Listed records -
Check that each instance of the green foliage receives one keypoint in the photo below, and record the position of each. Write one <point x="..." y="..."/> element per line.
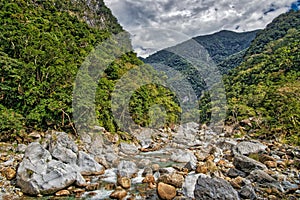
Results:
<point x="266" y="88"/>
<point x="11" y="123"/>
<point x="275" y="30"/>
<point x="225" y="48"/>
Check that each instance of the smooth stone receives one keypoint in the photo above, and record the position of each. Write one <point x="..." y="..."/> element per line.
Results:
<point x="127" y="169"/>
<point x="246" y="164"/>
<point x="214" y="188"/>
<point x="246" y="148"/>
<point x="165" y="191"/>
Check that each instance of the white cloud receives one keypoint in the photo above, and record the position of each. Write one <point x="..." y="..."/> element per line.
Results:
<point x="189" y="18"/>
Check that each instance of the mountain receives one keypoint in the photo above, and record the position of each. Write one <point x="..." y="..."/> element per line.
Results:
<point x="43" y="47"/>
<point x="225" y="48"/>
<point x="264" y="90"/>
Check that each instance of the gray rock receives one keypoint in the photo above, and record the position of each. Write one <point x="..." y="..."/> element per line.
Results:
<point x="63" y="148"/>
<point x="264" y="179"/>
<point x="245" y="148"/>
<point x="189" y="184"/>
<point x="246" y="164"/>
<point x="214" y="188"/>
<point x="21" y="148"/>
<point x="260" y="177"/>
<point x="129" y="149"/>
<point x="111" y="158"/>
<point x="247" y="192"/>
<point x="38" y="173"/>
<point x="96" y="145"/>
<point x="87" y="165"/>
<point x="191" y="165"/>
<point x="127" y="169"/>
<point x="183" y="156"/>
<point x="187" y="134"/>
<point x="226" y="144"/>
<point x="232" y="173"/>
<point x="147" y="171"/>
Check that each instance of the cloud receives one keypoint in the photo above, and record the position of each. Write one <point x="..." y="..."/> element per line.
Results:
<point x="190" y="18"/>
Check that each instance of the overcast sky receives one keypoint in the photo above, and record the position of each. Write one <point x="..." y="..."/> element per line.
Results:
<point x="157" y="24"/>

Brief -
Write out exactly the lines from the one containing "Check that each instance of the mountain" through the end of the data, both included. Add nothing else.

Response to the task -
Check that each instance of the mountain receives one keypoint in the photo above, and record the position of each. Write one <point x="..." y="..."/> element per line.
Results:
<point x="43" y="47"/>
<point x="225" y="48"/>
<point x="264" y="90"/>
Check that each instance of the gray rock receives one keypoint in the photo above, and record the position of each. Write one <point x="..." y="..."/> element per line.
Results:
<point x="63" y="148"/>
<point x="264" y="179"/>
<point x="245" y="148"/>
<point x="189" y="184"/>
<point x="246" y="164"/>
<point x="214" y="188"/>
<point x="21" y="148"/>
<point x="260" y="177"/>
<point x="129" y="149"/>
<point x="111" y="158"/>
<point x="247" y="192"/>
<point x="38" y="173"/>
<point x="96" y="145"/>
<point x="87" y="165"/>
<point x="191" y="165"/>
<point x="127" y="169"/>
<point x="183" y="156"/>
<point x="187" y="134"/>
<point x="226" y="144"/>
<point x="232" y="173"/>
<point x="147" y="171"/>
Check that each instance of the cloud receives one keypoint in the photo above, and record the position of each. Write one <point x="..." y="..."/> element per line.
Results:
<point x="190" y="18"/>
Check that each instance of the overcast sky receives one keypoint in the photo above, and record the position of each. Write one <point x="..." y="..."/> element per line.
Results:
<point x="157" y="24"/>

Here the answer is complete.